**Exercice 1**
Dans les enregistrements, renommez « valley » en « canyon » et réécrivez les lignes allant de celle qui contient « Look at the photo above. For every instance of the orange » jusqu'à celle qui contient « pixel 576 404 », toutes deux comprises, sans rien changer d'autre.

**Extrait source**

╭──

Le Soleil
Arts magazine Dossier, samedi, 2 février 2008, p. A4
Publics cibles
Les maisons de disques multiplient les initiatives destinées à une clientèle bien précise
Lavoie, Kathleen
Elle rythme notre vie. De la salle d'attente du médecin au centre de conditionnement physique, la musique est partout. Partie intégrante de notre quotidien, on questionne rarement sa provenance, qui n'est pourtant pas le fruit du seul hasard. Une industrie de la musique en mutation a depuis longtemps compris que si le consommateur ne venait plus à elle, elle se devait d'aller vers lui, et ce, même si ça voulait dire l'accompagner chez le dentiste!
Avec les faillites des derniers grands disquaires canadiens, Music World et Sam the Record Man, la tendance semble désormais irréversible : on achète de moins en moins de CD. Cela n'empêche pas la consommation de musique d'augmenter au pays, alors que les téléchargements par ordinateur et par téléphone cellulaire connaissent une croissance exponentielle.
Pour les multinationales du disque, le nerf de la guerre est maintenant l'abondance des contenus, la diversité des supports et l'originalité des stratégies de marketing.
"On constate que la façon traditionnelle de mettre en marché est moins efficace. Aujourd'hui, le consommateur a 100 façons de trouver la pièce qu'il veut acheter. Ce qu'on cherche à faire, comme compagnie de disques, ce n'est donc plus tant de vendre cette pièce que de la mettre dans l'oreille du public", explique au Soleil Claudie Lapointe, représentante chez Universal Music Canada.

╰──

**Exercice 2**
Traduisez en anglais cette phrase de l'article sur les maisons de disques : « Pour les multinationales du disque, le nerf de la guerre est maintenant l'abondance des contenus, la diversité des supports et l'originalité des stratégies de marketing. »

(Entrées d'étiquetage de la position des objets)
╭──

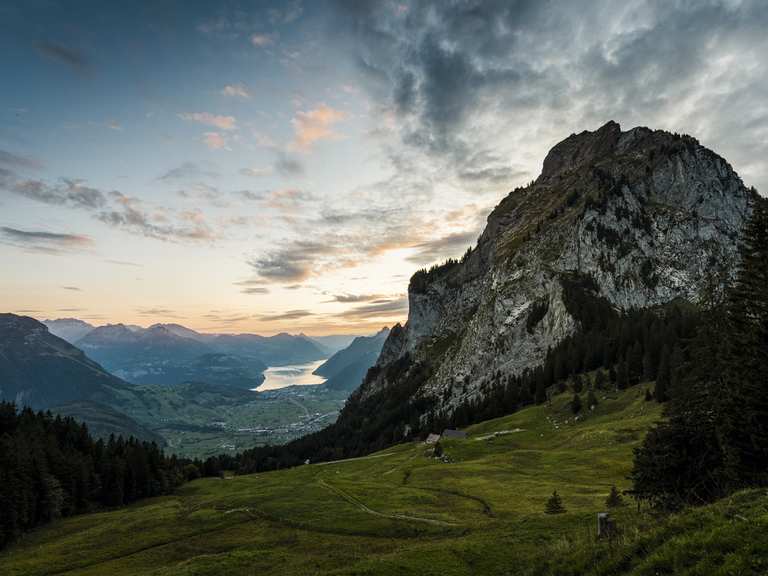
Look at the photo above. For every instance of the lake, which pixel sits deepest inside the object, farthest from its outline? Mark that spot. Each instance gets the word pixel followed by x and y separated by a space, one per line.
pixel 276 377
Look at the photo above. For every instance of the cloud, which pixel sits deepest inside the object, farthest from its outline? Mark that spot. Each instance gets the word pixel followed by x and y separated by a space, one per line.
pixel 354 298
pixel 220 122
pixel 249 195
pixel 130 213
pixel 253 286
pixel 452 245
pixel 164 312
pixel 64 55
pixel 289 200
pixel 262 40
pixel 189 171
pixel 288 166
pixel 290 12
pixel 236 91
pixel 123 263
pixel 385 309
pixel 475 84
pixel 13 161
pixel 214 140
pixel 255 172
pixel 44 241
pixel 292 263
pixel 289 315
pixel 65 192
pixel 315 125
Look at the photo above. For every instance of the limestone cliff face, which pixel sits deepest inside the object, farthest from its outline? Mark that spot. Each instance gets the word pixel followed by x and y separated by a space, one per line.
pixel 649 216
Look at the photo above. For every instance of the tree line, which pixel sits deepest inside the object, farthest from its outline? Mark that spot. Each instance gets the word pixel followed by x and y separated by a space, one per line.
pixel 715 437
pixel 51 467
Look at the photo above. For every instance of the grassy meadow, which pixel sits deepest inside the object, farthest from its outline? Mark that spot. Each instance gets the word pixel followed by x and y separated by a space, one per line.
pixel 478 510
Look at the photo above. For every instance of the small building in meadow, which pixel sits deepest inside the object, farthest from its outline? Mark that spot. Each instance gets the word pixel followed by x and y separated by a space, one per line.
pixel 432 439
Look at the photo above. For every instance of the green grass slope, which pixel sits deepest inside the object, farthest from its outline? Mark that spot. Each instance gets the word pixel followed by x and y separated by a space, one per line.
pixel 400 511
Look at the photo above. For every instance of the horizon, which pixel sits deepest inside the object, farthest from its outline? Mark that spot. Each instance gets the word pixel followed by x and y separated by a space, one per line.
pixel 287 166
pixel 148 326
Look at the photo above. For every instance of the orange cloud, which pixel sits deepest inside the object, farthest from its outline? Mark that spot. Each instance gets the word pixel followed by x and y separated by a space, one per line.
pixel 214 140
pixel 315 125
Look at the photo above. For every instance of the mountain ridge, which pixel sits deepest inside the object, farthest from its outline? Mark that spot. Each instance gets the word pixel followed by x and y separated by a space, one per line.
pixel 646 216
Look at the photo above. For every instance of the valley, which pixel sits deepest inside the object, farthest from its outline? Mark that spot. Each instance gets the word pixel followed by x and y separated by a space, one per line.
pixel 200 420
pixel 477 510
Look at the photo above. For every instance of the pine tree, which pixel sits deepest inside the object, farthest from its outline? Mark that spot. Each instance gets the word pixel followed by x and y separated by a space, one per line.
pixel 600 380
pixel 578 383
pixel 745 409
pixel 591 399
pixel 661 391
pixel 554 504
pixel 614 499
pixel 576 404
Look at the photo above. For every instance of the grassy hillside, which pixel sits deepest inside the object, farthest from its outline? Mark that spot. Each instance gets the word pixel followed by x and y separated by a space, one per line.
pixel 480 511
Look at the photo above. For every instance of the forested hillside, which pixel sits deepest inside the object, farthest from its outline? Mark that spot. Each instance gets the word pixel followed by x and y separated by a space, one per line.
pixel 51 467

╰──
╭──

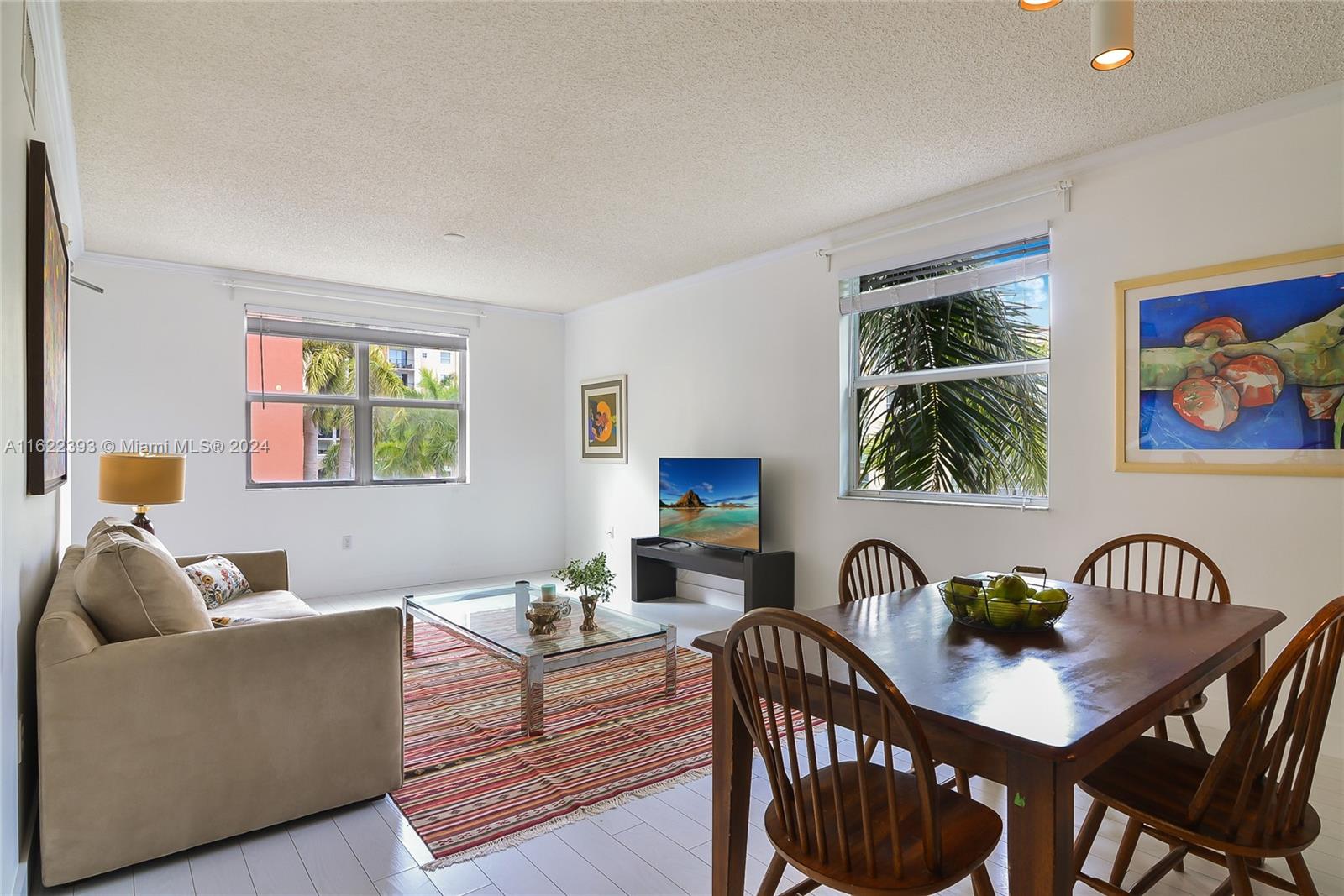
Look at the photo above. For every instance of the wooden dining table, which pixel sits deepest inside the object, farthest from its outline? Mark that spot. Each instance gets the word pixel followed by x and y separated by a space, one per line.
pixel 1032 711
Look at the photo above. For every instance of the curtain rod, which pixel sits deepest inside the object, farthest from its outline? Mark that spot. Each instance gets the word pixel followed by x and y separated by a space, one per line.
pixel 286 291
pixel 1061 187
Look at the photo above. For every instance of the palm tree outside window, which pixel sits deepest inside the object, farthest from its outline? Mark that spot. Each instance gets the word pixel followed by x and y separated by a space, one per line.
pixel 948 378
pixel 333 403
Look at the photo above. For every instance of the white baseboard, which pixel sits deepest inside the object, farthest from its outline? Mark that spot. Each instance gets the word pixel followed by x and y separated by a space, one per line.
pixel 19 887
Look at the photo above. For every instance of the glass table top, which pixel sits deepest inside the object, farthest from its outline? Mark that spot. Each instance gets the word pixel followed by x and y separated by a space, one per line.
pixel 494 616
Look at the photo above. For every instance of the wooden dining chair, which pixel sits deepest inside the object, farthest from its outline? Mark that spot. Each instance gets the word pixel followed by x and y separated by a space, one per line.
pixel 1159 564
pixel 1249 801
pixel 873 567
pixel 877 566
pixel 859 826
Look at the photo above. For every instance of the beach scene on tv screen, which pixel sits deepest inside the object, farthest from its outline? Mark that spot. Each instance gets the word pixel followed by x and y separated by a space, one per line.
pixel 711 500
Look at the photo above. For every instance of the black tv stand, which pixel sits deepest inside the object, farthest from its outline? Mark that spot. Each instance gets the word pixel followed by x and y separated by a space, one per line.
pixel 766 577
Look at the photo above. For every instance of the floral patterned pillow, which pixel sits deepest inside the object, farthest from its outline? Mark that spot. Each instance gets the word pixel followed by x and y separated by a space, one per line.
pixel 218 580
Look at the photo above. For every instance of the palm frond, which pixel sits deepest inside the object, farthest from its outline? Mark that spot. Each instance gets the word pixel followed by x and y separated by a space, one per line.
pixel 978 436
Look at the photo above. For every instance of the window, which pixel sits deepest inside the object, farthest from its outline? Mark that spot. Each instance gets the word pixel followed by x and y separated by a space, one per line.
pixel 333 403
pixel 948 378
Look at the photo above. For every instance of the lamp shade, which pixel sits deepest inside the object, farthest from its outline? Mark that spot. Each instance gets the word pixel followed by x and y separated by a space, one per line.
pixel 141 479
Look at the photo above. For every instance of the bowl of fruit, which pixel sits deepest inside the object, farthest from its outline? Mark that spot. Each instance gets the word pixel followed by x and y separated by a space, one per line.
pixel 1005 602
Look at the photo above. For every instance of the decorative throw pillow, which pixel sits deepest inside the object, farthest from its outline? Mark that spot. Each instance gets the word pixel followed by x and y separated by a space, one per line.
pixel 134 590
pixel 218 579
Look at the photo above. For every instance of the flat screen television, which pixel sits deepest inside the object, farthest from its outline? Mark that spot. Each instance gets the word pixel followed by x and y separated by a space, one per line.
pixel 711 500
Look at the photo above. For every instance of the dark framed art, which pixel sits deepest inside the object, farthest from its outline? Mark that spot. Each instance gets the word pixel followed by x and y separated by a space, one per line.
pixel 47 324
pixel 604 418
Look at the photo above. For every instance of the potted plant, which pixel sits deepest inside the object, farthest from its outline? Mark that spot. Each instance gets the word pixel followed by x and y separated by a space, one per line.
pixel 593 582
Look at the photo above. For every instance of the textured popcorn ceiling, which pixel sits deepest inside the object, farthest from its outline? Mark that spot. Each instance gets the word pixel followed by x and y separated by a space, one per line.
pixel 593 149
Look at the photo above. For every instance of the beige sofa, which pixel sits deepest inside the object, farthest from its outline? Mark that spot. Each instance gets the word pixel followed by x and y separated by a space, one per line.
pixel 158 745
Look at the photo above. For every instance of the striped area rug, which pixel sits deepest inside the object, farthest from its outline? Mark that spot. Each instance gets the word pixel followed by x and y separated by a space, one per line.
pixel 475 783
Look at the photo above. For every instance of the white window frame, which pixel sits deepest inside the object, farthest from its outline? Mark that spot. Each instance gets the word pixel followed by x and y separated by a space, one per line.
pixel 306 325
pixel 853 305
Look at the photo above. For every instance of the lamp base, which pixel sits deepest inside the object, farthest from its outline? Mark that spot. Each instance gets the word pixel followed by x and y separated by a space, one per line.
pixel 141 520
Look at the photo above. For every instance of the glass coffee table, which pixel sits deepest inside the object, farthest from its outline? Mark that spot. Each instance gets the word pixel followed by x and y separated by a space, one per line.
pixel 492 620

╰──

**Corrigé 1**
Look at the photo above. For every instance of the orange cloud, which pixel sits deepest inside the object, farthest from its outline? Mark that spot. Each instance gets the word pixel followed by x and y separated by a space, one per line.
pixel 214 140
pixel 315 125
Look at the photo above. For every instance of the mountain ridge, which pixel sits deepest inside the object, farthest from its outline? Mark that spot. Each instance gets the word pixel followed by x and y separated by a space, one per line.
pixel 646 216
Look at the photo above. For every instance of the canyon, which pixel sits deepest inside the object, farthest from its outline? Mark that spot. Each instance gets the word pixel followed by x and y separated by a space, one per line.
pixel 200 420
pixel 477 510
Look at the photo above. For every instance of the pine tree, which pixel sits deepest inside the object, farthest from its outline? Mark that spot. Each instance gets the word pixel followed by x and y separated by a space, one per line.
pixel 600 380
pixel 578 383
pixel 745 409
pixel 591 399
pixel 661 391
pixel 554 504
pixel 614 499
pixel 576 404

**Corrigé 2**
For the multinational record companies, the crux of the matter is now the abundance of content, the diversity of formats and the originality of marketing strategies.